* Begin Reading passage *

What Are Deepfakes? How AI Fakes Photos, Videos, and Voices
A deepfake is AI-generated or AI-altered media that convincingly imitates a real person. A calm, evidence-based guide for parents: what deepfakes are, how they are made, and what they mean for your teen.
What a deepfake actually is

Most parents first meet the word in a headline — a celebrity who never said the thing, a politician who never stood there, a classmate’s face on a body that was never theirs. The headlines are real, but they leave a gap: a working definition a parent can actually use. Without one, every odd photo looks either harmless or sinister, and neither guess helps your teenager.
A deepfake (also written as two words, deep fake) is a piece of synthetic media — an image, a video, or an audio clip — created or altered by artificial intelligence so that it convincingly shows a real person doing or saying something they never did. Encyclopædia Britannica defines it as synthetic media “that portray something that does not exist in reality or events that have never occurred.” The word itself is a portmanteau of deep learning, the AI technique that powers it, and fake — and the word is younger than the teenagers it now affects.
The term emerged in late 2017, when a Reddit user created a subreddit called “r/deepfakes” and began posting face-swapped videos there, giving the whole category its name. In under a decade it has travelled from an obscure corner of the internet to a school-hallway problem. That speed matters: the technology your teen lives with is newer than most of the advice parents have heard about it.

* End Reading passage *

### [Task goal]
According to the deepfakes guide, when did the term "deepfake" first come into use?

* Begin Given data *

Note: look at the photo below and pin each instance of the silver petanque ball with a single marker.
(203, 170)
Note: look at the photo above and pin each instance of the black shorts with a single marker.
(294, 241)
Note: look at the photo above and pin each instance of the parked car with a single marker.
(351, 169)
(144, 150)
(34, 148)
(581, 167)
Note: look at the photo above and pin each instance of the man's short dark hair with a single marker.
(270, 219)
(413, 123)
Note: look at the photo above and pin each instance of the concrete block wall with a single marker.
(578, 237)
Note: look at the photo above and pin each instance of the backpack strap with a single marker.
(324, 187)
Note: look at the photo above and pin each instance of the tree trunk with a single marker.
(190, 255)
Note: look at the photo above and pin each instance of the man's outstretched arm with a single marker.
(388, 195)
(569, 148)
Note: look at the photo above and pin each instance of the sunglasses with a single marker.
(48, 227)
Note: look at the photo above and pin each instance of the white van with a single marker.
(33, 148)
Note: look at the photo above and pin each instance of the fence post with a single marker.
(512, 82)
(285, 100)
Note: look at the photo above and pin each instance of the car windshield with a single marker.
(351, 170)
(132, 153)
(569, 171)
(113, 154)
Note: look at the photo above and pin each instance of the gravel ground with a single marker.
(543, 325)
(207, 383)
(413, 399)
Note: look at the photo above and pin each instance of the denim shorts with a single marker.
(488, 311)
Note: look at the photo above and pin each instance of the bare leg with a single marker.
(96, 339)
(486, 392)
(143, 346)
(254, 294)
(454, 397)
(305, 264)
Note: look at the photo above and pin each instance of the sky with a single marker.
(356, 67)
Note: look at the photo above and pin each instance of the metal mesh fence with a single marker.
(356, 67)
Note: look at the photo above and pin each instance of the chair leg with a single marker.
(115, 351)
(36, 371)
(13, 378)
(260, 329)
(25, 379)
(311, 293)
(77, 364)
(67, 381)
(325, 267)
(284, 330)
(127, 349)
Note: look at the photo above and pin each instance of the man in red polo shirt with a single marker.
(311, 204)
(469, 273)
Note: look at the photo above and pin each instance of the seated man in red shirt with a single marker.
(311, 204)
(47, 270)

* End Given data *

### [Exercise solution]
In late 2017